Top of Supplied text

BTW I don't mean this right now (I know your youngest is only 7 months old)....I'm thinking in a couple of years.


----------



## Hicks (Jan 14, 2011)

One thing you should elaborate on is what your sex life was like originally. In your first post it says this all started when she became PG with #2. So if you had a sex crazed wife who suddenly became libidoless it is probably a medical issue. But, if sex was a strugglle and child #2 cemented it, then it is a very different issue. I'll post on assuming the latter.

I'm going to tell you that if your maritial sex depends on something called a woman's libido, then 95% of marriages would have a terrible sex life. Libido, iin the sense that a woman will "get horny", then "want sex", then "have an orgasm", and then "be satisfied".... That is the descripton of a man's sexual process.

So all this talk about libido is not productive.

When a woman shuts down sexually it's not a libido issue. Women are not biologically programmed to be 5 minutes away from sexual arousal at all times.

A woman shuts down sexually becuase sex is not a priority to her. And, for a new mother, this is NORMAL and EXPECTED. There is nothing wrong with her.

So, without a man "intervening" in some way... The woman's natural process will look like this. A woman want's a husband... Sexual switch goes to the on position, she sexes him to get him into marriage. Now, a woman who wants babies in her marriage, this switch stays on until the number of babies she wants occurs. Now, she has her husband, she has her babies... Switch turned to OFF position. No need for that sex stuff any more. 

This is what happens when a man lets it all flow naturally.... 
This is why the concept of male leadership in a marriage gets thrown around. You as a man have to advocate and lead your marriage to a different then the natural state. You have to affect things. Worrying about "Libido" is a sure sign that you just want nature to take care of all this for you. Epic fail.

Women don't understand men just like men don't understand women. So to her this need for sexual fulfillment inside a marriage is preposterous, foreign, not understood (to her). Sex to her is for a very different reason than personal fulfillment and happiness.

She thinks you just want to "get off". She doesn't comprehend sexual fulfillment. So has your behavior taught her this? YES!!!!! By tolerating unfulfilling hand jobs. As I said you have to purposely disrupt the "natural" way of being...

Here's another snippet of proof of what I'm talking about. "Look, here's an article showing how BF reduces libido". This fits pefectly with her world view that nothing is more important than these children. And, what is your reaction? More or less in line with all the women posting about how BF reduces libido. Give up. Your sunk. Tolerate it. What is my reaction? If BF reduces her libido, then she should not be breastfeeding. The #1 thing a mother can give a child is an INTACT FAMILY. This gift trumps all others. A breastfed child raised in a divorced marriage is worse off than a bottle fed child raised in an intact marriage.

Where is your wife going to learn this concept? From articles? NO.... She will learn from you her husband living your life from a place of values of which Fulfilling Marriage begets Intact Marriage begets Great Outcomes for the children is one of your core values. That's the process you have to follow, to teach her this.

How do you start teaching her this? By giving her fulfillment in her marriage due to YOUR PRESENCE in it.

Bottom of Supplied text

▶ _Work task 1_
From the forum post, copy out the stretch from "One thing you" through "at all times.".
▶ _Work task 2_
Answer these questions using the forum post, one answer per line:
(a) How old is the youngest child mentioned at the start?
(b) What does Hicks say the poster should elaborate on?
(c) What does the post name as the #1 thing a mother can give a child?

Top of Supplied records

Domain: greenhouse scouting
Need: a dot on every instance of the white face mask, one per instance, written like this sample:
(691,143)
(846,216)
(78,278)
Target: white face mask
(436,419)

Bottom of Supplied records
Top of Supplied records

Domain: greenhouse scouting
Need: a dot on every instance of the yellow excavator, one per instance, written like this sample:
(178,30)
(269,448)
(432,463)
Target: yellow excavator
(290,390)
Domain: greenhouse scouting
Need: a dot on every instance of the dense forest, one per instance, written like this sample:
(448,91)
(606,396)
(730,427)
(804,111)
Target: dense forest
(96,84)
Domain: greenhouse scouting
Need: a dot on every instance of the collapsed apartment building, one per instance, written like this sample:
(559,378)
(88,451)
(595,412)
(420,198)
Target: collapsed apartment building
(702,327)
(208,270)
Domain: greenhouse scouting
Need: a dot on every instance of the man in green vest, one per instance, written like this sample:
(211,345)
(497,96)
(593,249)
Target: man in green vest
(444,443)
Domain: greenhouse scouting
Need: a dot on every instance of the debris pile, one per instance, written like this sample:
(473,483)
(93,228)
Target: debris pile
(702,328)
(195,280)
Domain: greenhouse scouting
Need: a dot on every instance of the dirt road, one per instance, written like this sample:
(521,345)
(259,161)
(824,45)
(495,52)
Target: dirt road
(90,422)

Bottom of Supplied records

▶ _Exercise output 1_
One thing you should elaborate on is what your sex life was like originally. In your first post it says this all started when she became PG with #2. So if you had a sex crazed wife who suddenly became libidoless it is probably a medical issue. But, if sex was a strugglle and child #2 cemented it, then it is a very different issue. I'll post on assuming the latter.

I'm going to tell you that if your maritial sex depends on something called a woman's libido, then 95% of marriages would have a terrible sex life. Libido, iin the sense that a woman will "get horny", then "want sex", then "have an orgasm", and then "be satisfied".... That is the descripton of a man's sexual process.

So all this talk about libido is not productive.

When a woman shuts down sexually it's not a libido issue. Women are not biologically programmed to be 5 minutes away from sexual arousal at all times.

▶ _Exercise output 2_
(a) 7 months old
(b) What the poster's sex life was like originally
(c) An intact family